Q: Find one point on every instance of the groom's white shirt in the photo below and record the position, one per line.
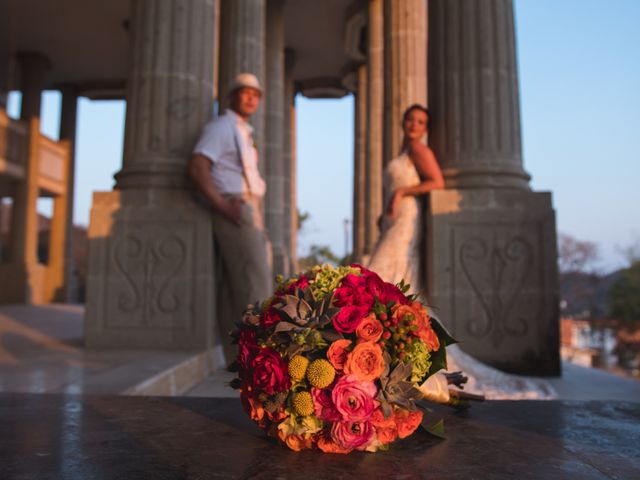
(228, 143)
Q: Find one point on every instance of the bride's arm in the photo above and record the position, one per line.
(430, 173)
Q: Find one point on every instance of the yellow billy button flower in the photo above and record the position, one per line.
(321, 373)
(298, 367)
(303, 403)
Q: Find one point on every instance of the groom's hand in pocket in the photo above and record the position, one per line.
(233, 211)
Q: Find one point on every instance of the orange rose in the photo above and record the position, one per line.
(425, 332)
(369, 329)
(407, 421)
(327, 445)
(337, 353)
(365, 362)
(401, 312)
(386, 429)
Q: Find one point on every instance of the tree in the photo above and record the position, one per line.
(624, 295)
(576, 255)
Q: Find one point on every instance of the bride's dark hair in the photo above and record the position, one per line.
(416, 106)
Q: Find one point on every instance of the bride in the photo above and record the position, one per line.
(396, 256)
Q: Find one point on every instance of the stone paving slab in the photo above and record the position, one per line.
(105, 437)
(41, 351)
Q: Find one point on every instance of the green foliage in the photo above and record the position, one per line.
(624, 295)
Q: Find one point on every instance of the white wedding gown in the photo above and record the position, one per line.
(396, 256)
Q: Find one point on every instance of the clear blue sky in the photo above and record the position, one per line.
(580, 106)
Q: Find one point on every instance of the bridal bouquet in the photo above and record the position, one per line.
(336, 360)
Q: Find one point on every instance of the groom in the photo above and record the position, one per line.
(224, 169)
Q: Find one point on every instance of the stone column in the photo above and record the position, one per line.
(491, 243)
(68, 125)
(242, 49)
(27, 273)
(360, 165)
(290, 167)
(33, 69)
(274, 140)
(151, 278)
(375, 124)
(405, 66)
(473, 92)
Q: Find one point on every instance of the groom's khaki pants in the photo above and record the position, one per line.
(245, 276)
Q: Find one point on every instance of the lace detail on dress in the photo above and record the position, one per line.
(396, 256)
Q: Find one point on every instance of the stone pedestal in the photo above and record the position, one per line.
(491, 253)
(151, 280)
(492, 276)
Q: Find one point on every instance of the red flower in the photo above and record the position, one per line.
(353, 291)
(383, 291)
(270, 317)
(270, 372)
(348, 318)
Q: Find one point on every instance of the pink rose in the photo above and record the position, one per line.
(370, 329)
(383, 291)
(353, 291)
(348, 318)
(337, 353)
(323, 405)
(354, 399)
(352, 435)
(270, 372)
(270, 317)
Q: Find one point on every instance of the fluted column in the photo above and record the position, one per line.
(375, 123)
(405, 66)
(151, 271)
(169, 90)
(274, 140)
(242, 49)
(68, 124)
(24, 218)
(360, 165)
(473, 92)
(289, 155)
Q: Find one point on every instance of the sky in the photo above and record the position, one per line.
(578, 66)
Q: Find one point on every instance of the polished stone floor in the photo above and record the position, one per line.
(42, 351)
(107, 437)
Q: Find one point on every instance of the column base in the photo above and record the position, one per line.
(492, 276)
(151, 273)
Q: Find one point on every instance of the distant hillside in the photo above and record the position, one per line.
(584, 295)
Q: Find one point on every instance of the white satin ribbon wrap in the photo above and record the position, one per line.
(435, 389)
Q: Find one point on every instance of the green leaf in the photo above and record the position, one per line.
(438, 360)
(444, 336)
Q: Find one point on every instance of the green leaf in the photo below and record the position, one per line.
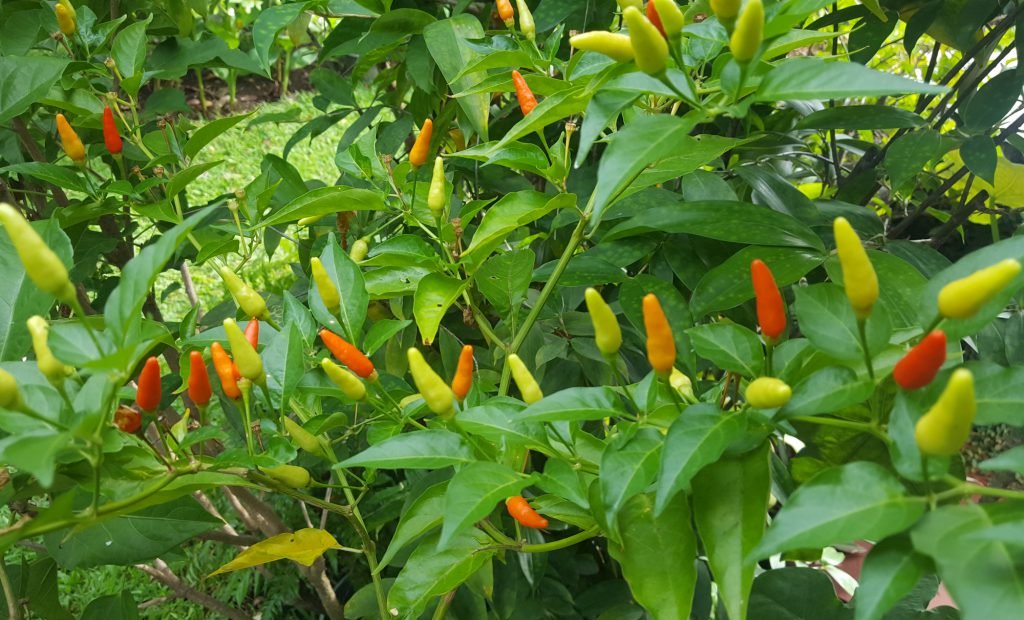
(124, 306)
(658, 556)
(208, 132)
(859, 500)
(19, 298)
(25, 80)
(826, 390)
(891, 571)
(431, 572)
(724, 220)
(508, 214)
(574, 404)
(418, 450)
(697, 438)
(729, 346)
(861, 118)
(796, 593)
(811, 78)
(448, 41)
(730, 500)
(640, 143)
(984, 577)
(354, 298)
(629, 464)
(423, 515)
(326, 201)
(132, 538)
(728, 285)
(434, 295)
(473, 493)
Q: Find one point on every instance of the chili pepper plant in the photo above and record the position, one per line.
(611, 311)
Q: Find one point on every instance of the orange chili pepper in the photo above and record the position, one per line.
(463, 373)
(771, 307)
(348, 355)
(199, 381)
(226, 371)
(522, 92)
(252, 332)
(660, 342)
(111, 135)
(520, 510)
(148, 391)
(421, 148)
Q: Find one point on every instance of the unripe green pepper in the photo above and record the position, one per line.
(245, 296)
(768, 393)
(529, 389)
(437, 197)
(305, 440)
(649, 47)
(246, 359)
(325, 286)
(946, 426)
(750, 31)
(434, 390)
(54, 370)
(290, 476)
(10, 396)
(349, 384)
(42, 265)
(615, 46)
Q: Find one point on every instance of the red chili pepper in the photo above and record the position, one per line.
(147, 395)
(227, 372)
(252, 332)
(654, 18)
(348, 355)
(127, 419)
(921, 364)
(771, 306)
(111, 135)
(526, 99)
(520, 510)
(199, 381)
(463, 373)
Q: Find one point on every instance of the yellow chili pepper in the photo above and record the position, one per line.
(768, 393)
(526, 25)
(750, 31)
(42, 265)
(70, 141)
(963, 298)
(528, 387)
(671, 16)
(607, 334)
(615, 46)
(437, 197)
(946, 426)
(53, 369)
(858, 275)
(649, 47)
(248, 361)
(347, 382)
(245, 296)
(325, 286)
(66, 19)
(434, 390)
(660, 342)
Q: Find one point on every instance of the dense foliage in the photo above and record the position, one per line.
(611, 310)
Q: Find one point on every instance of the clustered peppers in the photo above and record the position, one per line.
(771, 306)
(919, 367)
(524, 514)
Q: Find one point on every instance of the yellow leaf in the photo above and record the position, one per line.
(303, 546)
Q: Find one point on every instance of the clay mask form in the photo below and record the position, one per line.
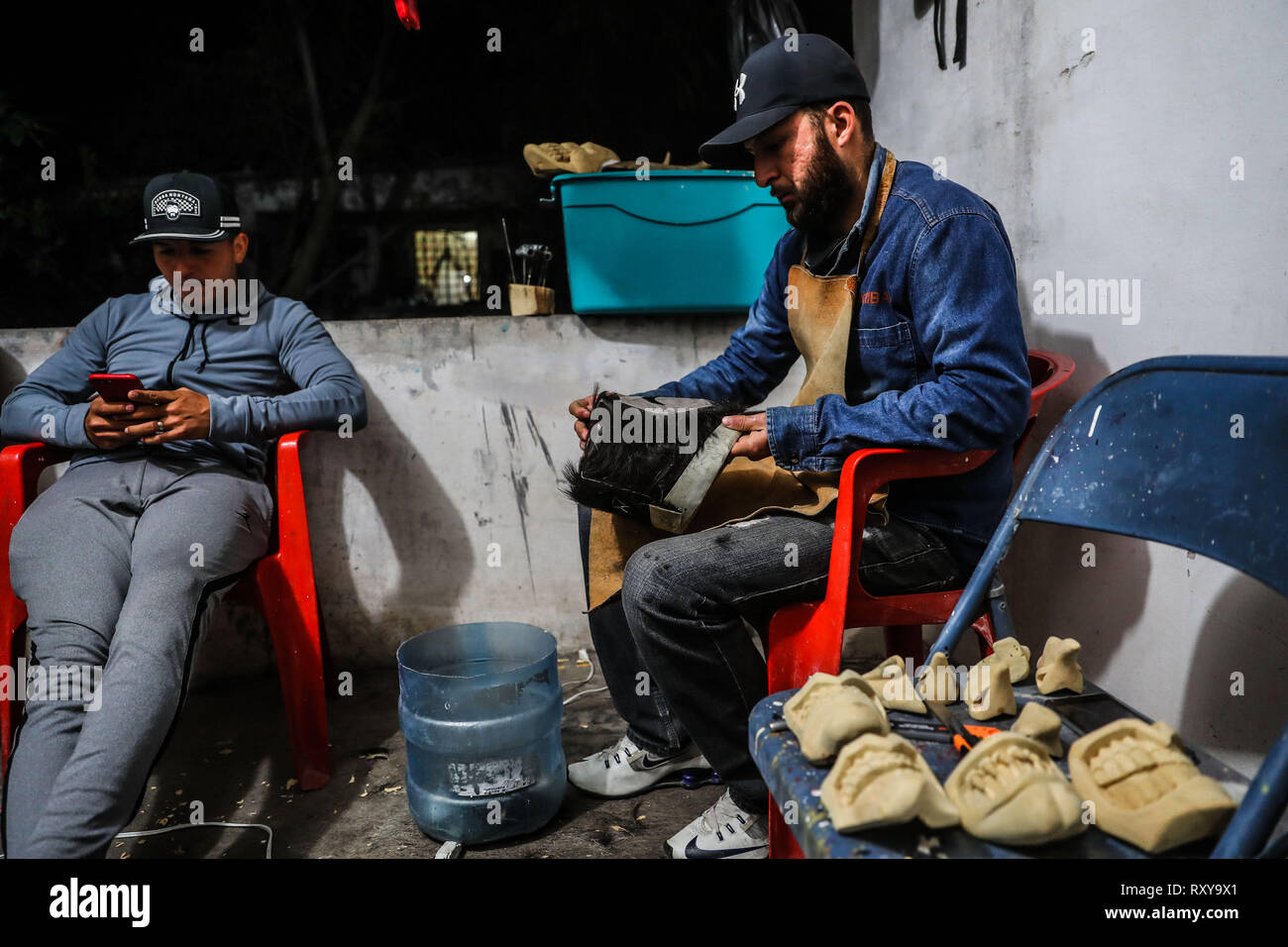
(1008, 789)
(884, 781)
(1014, 655)
(831, 710)
(988, 689)
(894, 686)
(1057, 668)
(1042, 725)
(1145, 789)
(938, 682)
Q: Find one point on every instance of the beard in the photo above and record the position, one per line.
(824, 193)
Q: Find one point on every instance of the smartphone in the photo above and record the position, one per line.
(115, 388)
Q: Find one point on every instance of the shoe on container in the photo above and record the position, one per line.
(625, 770)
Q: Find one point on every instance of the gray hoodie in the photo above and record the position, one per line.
(277, 373)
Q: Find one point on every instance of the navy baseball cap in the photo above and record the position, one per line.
(778, 78)
(185, 205)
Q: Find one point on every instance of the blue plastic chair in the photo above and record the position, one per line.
(1153, 453)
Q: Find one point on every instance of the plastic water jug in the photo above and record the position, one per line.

# # # #

**Your objective**
All entries above should be printed exactly, though without their pictures.

**Response box**
Q: Find one point on every instance of the groom's white shirt in the photo below and record the position, one per line.
(228, 143)
Q: Find one point on every instance of the bride's arm in the photo above and record the position, one per line.
(430, 173)
Q: Find one point on every instance of the yellow billy button flower in the photo above and record the position, one per line.
(321, 373)
(298, 367)
(303, 403)
Q: Find one point on every instance of the groom's hand in pocket in the photo above and record the position, one per line.
(233, 211)
Q: Find one point on every instance of the orange rose in the photo above and record the position, one per line.
(425, 332)
(369, 329)
(407, 421)
(327, 445)
(337, 353)
(365, 362)
(401, 312)
(386, 429)
Q: Find one point on every instance of the tree in the photo above and record the position, one per line.
(624, 295)
(576, 255)
Q: Find one point on every instance of the bride's dark hair in the photo above and record the position, one per line.
(416, 106)
Q: Find one point on every instance of the bride in the photo above and record the position, one per line.
(396, 256)
Q: Find one point on every instance of the stone paving slab in the photo above and record the position, one per line.
(105, 437)
(41, 351)
Q: Find one point on every instance of the green foliage in the photo above and record the position, one per line.
(624, 295)
Q: Find one point on every instance of the white wedding gown in the photo above and record the position, one per line.
(396, 256)
Q: Find one point on every instance of the clear blue sky in the photo above and record the position, one per line.
(580, 106)
Q: Find one point on every instance of the bridal bouquet in the photo above and record the position, one per line.
(336, 360)
Q: Find one point on every instance of the groom in the photo above and record the position, one per line.
(224, 169)
Q: Find one point on every instance of the stone column in the photo above and record the position, one per line.
(491, 243)
(68, 125)
(242, 49)
(27, 273)
(360, 165)
(290, 167)
(33, 69)
(274, 140)
(151, 278)
(375, 124)
(405, 66)
(473, 92)
Q: Find one point on every instance of the groom's khaki pants in the photo above and record the position, one per line.
(245, 276)
Q: Find one point on every instance of the lace detail on dress in the photo above and record the position, one per line.
(396, 256)
Q: Find one point on every instance of the stone pedestal in the photo above and record the position, one per line.
(491, 253)
(151, 280)
(492, 276)
Q: Find one point on every instance of the red flower in the photo above and record the position, one per line.
(353, 291)
(383, 291)
(270, 317)
(270, 372)
(348, 318)
Q: Find one point on every instance of the pink rose in the photo above and record the position, one per line.
(370, 329)
(383, 291)
(353, 291)
(348, 318)
(337, 353)
(323, 405)
(354, 399)
(352, 435)
(270, 372)
(270, 317)
Q: Find one point on every instance of the fluted column in the photo above and record the position, one per line.
(375, 123)
(405, 66)
(151, 271)
(169, 90)
(274, 140)
(242, 49)
(68, 124)
(24, 218)
(360, 165)
(473, 92)
(289, 155)
Q: Find one point on every instance of the sky in the photo above and record the position, one per line.
(578, 66)
Q: Find one point on every instance of the polished stone floor in the photo above and record the position, one per line.
(42, 351)
(107, 437)
Q: Find one point on every instance of the column base in the photo above and record the position, one per line.
(492, 276)
(151, 273)
Q: Find one point on every instance of the distant hillside in the photo above and record the position, one per line.
(584, 295)
Q: Find one point on every instance of the white satin ribbon wrap in the photo above and record the position, one per line.
(435, 389)
Q: Find one point on every instance of the green leaf in the photo above and record the position, one per line.
(438, 360)
(444, 336)
Q: Find one point on every instance of the green leaf in the photo below and record the position, one per line.
(124, 306)
(658, 556)
(208, 132)
(859, 500)
(19, 298)
(25, 80)
(826, 390)
(891, 571)
(431, 572)
(724, 220)
(508, 214)
(574, 404)
(418, 450)
(697, 438)
(729, 346)
(861, 118)
(796, 593)
(811, 78)
(448, 41)
(730, 500)
(640, 143)
(984, 577)
(354, 298)
(629, 464)
(423, 515)
(326, 201)
(132, 538)
(728, 285)
(434, 295)
(473, 493)
Q: Find one point on every instance of the chili pepper plant in the photo above and record the position, one per line.
(611, 311)
Q: Find one point on every instance of the orange chili pepper in the photo above and record the position, one per line.
(463, 373)
(771, 307)
(348, 355)
(199, 381)
(226, 371)
(522, 92)
(252, 332)
(660, 342)
(111, 135)
(520, 510)
(148, 391)
(421, 148)
Q: Find one point on every instance of the unripe green pepper in the photo above and record the position, one per line.
(245, 296)
(768, 393)
(529, 389)
(437, 197)
(305, 440)
(649, 47)
(246, 359)
(325, 286)
(946, 426)
(750, 31)
(434, 390)
(54, 370)
(290, 476)
(10, 396)
(349, 384)
(42, 265)
(615, 46)
Q: Find one point on every instance of the red chili pepper in the photo above and record the position, one per line.
(147, 395)
(227, 372)
(252, 332)
(654, 18)
(348, 355)
(127, 419)
(921, 364)
(771, 306)
(111, 135)
(526, 99)
(520, 510)
(199, 381)
(463, 373)
Q: Find one point on every instance of the yellow chili pepper in the photo above and record the position, one per line.
(768, 393)
(526, 25)
(750, 31)
(42, 265)
(70, 141)
(963, 298)
(528, 387)
(671, 16)
(607, 334)
(615, 46)
(437, 197)
(946, 426)
(53, 369)
(858, 275)
(649, 47)
(248, 361)
(347, 382)
(245, 296)
(325, 286)
(66, 19)
(434, 390)
(660, 342)
Q: Find one point on every instance of the dense foliage in the photo above and record the position, one per line.
(611, 310)
Q: Find one point on every instance of the clustered peppers in the photo above and record the position, one per line.
(771, 306)
(919, 367)
(524, 514)
Q: Find one point on every instance of the yellow leaf in the photo above and record the position, one per line.
(303, 546)
Q: Find one point on every instance of the clay mask form in the photo below and record the position, one per line.
(1008, 789)
(884, 781)
(1014, 655)
(831, 710)
(988, 689)
(894, 686)
(1057, 668)
(1042, 725)
(1145, 789)
(938, 682)
Q: Find one point on every instance of the beard in the photo above and record the position, one per line.
(824, 193)
Q: Find one point on every instance of the smartphone in the photo above and record the position, one per line.
(115, 388)
Q: Find one point on every instance of the shoe on container in the photo above and record the position, one per line.
(625, 770)
Q: Find one point on every instance of the gray hoodie in the photo above and record the position, one per line.
(277, 373)
Q: Find one point on every instance of the navy baseball cap in the photo above and record the position, one per line.
(778, 78)
(185, 205)
Q: Find one point on every instance of the blue plastic chair in the photo above and record the position, one per line.
(1153, 453)
Q: Find one point on every instance of the plastic water jug in the photo above and record the position, one per line.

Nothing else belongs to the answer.